Monthly Archives: November, 2012

Message to the Black Man: Shame On You

“No people can begin their history in slavery. God has never created anybody in slavery. All people are first created free, then they are enslaved. So any African beginning their history in the United States of America is a stupid African beginning their history in slavery. And if you begin your history in slavery, the best you can hope to be is a good slave.”—Kwame Toure (Stokely Carmichael)

 

History is boring, they say; there’s nothing interesting about.  It’s just a bunch of dates and people that are too hard to remember at one time. Why is the teaching and learning of history important anyway?  It has nothing to do with my ability to be a productive citizen, and it has nothing to do with how I make my money.  It’s a useless discipline.  These are common sentiments often heard from students, but strikingly, I hear the same from brainwashed or better yet, “whitewashed” adults.  I am ashamed when I hear an adult Black man or woman grumble how he/she hates the discussion of history.  They hated it in high school and they hate it even more so in casual conversation as adults.  Considering our plight as Black Americans, I find it purely appalling, downright shameful for any African-American man or woman to not be thoroughly engaged in the teaching and learning of history—be it in a classroom setting or in open discussions.

In regards to our language, the Black vernacular, etymologists proclaim we have contributed absolutely nothing to modern American language.  Our native tongue has been taken from us and we’ve been brutally forced to assimilate with the dominate culture.  In regards to our history, Black American and African history, the historian tells us we have yet to contribute anything worthwhile to be considered for serious critical and historical analysis.  They won’t even give us credit for the election and reelection of Barack Obama! They tell us he’s not really Black, he’s mixed! If I understand history correctly, they’re the ones who came up with the “One-Drop” rule, not us.  Our history, they say, begins and ends with slavery.  I guess this explains why you can peruse through practically any history book and find a tiny chapter dedicated to our struggle; correction, not necessarily our struggle, but our sale, lease and ownership as American chattel—detested slaves, the Black smudge of Americanism.  ‘Our’story begins far before the Europeans raped and ravaged Africa.  It begins with the first human beings who ever walked this planet Earth.  It begins with the first civilizations that began to sprout among the Nile River and the Great Rift Valley in what is now modern-day Ethiopia.  It begins with the ancient empires of Kush, Sumer, Kemet, Timbuktu—civilizations that predated Greek and Roman societies.  It begins with the first accounts of a spoken language, written and artistic expression through song, dance, and cave paintings.  We are not primitive.  We are a proud and dignified people.

“Until lions have historians, tales of the hunt will always glorify the hunter.” –African proverb

“Our”story has been taken from us, deliberately torn and shredded from the pages of time and history, and you mean to tell me you’re not enraged?  For years, the only history taught in American schools, in both white and Black institutions, perpetuated stereotypes of inferiority, docility, imprudence, ignorance, apathy, aggression and violence that only fueled the relentless flames of racism that engulfed crosses of the Holy Trinity in front yards; flames that engulfed schools, churches, businesses, homes, PEOPLE!  These flames of racism found itself at the Little residence where a young Malcolm along with 6 other sisters and brothers came running out into the cold as they watched their only home burn down; flames of racism that burned from the muskets used to gun down millions of innocent Black babies, women and men from the so-called Dark Continent during European conquest or more appropriately termed, the African Holocaust; it found itself chopping off hands and heads in the Congo of Africa; it found itself on the blade of the knife used to castrate thousands of Kenyan men in the Mau Mau insurrections.

▶ Work instructions
1. In the essay on Black history, reproduce the text from "Monthly Archives: November, 2012" to "Toure (Stokely Carmichael)".
2. Which ancient empires does the essay on Black history name as having predated Greek and Roman societies?
3. Pick up the essay on Black history after its final sentence and keep writing it.

Items from a data source:
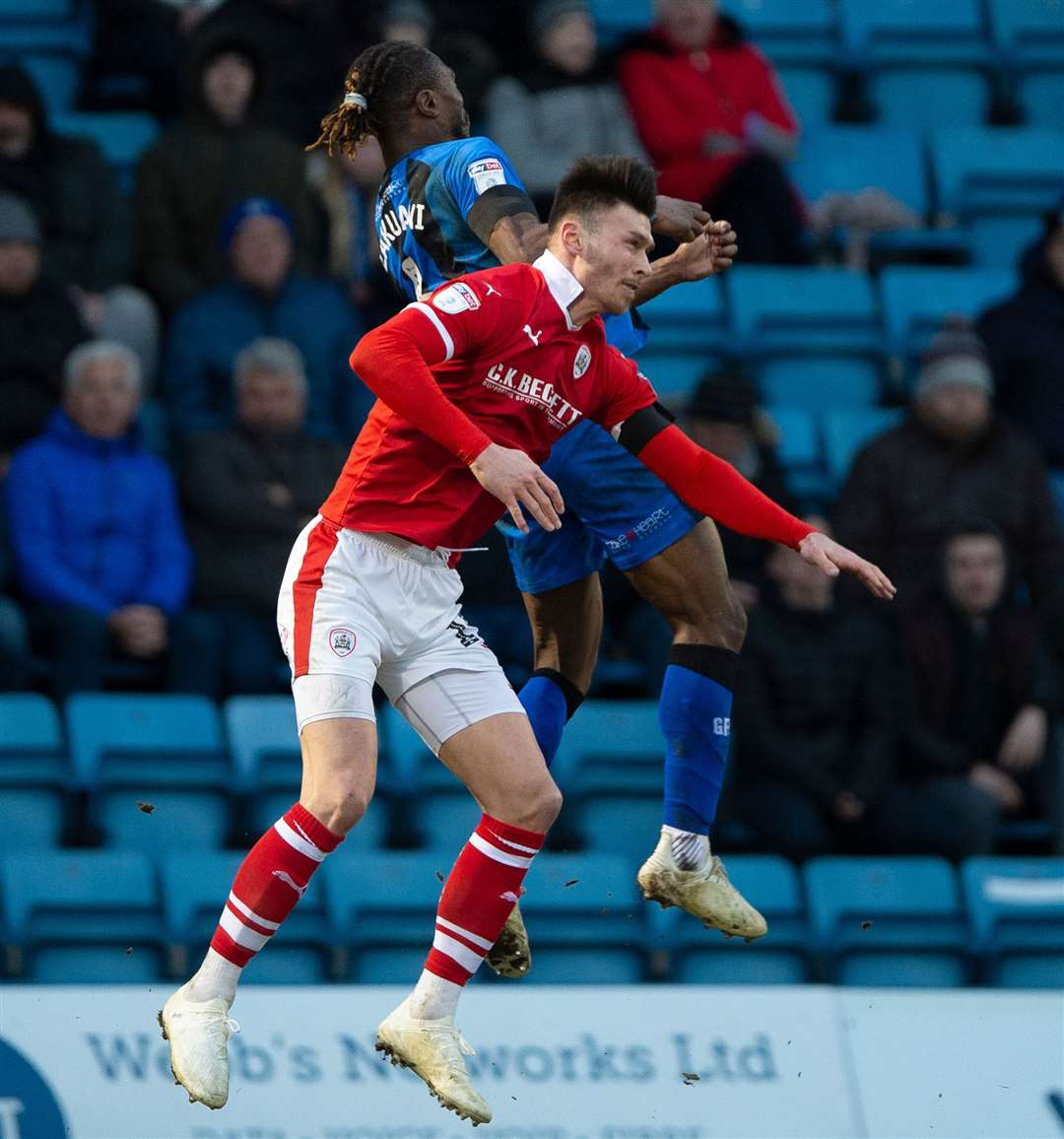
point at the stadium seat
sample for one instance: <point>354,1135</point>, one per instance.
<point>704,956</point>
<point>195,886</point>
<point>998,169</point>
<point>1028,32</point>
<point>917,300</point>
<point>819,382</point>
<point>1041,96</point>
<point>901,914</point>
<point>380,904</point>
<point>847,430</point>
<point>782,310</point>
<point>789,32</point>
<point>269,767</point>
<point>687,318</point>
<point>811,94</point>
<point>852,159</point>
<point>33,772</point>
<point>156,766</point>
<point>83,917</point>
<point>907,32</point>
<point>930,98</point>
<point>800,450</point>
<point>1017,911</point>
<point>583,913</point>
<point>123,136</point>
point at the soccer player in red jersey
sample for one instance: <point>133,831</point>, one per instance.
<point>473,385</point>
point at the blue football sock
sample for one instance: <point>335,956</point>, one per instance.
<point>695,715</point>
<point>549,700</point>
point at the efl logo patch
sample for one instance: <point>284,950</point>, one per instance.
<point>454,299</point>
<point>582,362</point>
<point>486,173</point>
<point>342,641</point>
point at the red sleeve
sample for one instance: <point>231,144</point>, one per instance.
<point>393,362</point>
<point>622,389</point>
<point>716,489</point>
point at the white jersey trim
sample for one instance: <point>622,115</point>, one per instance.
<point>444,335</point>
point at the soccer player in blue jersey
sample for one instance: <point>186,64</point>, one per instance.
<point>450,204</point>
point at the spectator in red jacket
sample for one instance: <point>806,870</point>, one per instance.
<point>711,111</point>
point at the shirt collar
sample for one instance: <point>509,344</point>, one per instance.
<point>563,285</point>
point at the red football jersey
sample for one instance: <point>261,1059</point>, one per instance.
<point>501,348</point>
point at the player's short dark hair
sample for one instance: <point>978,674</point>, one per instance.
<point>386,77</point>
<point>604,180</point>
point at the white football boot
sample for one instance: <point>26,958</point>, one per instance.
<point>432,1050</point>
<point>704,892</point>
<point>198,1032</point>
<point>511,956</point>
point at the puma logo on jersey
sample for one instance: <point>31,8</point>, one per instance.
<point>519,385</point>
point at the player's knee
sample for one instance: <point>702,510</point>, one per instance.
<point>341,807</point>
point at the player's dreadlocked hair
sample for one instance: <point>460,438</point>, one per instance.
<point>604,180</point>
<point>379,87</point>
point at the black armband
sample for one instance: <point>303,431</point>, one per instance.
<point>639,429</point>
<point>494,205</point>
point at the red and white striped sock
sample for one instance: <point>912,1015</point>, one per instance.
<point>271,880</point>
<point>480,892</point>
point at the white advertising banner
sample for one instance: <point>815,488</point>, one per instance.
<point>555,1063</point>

▶ Expected outputs
1.
Monthly Archives: November, 2012

Message to the Black Man: Shame On You

“No people can begin their history in slavery. God has never created anybody in slavery. All people are first created free, then they are enslaved. So any African beginning their history in the United States of America is a stupid African beginning their history in slavery. And if you begin your history in slavery, the best you can hope to be is a good slave.”—Kwame Toure (Stokely Carmichael)

2. Kush, Sumer, Kemet and Timbuktu.

3.
Black man, Black woman, you are a fool!  You’re brainwashed into feeling that the study of history has no interest, no concern to you whatsoever.  As much as I absolutely hate the perpetuation of stereotypes, I probably hate Black men and women who find no interest in history just as disgusting and embarrassing.  Do you not see your apathy or disinterest in our history not only continues to perpetuate a stereotype, but you’re also doing exactly what they want you to do! They don’t want you to know your history because to them, there isn’t any.  You have none.  How do you expect to teach your kids and your kid’s kids how to be proud sistas and brothas if you’re aren’t?  And no, you can’t be a proud Black man or woman with no sense of history, no knowledge of self.  You just can’t be.

“You can’t hate the roots of a tree and not hate the tree.” –Malcolm X

There’s a reason why they pulled your history from textbooks and only left the gruesomeness of slavery.  Hell, some books even teach you that slaves were contented with their wretched condition! They exterminated “our”story because they want you to have no knowledge of self. They want you to understand that you are nothing without them.  They gave you all that you have, all that you need, and that’s all that you need to know.  Period.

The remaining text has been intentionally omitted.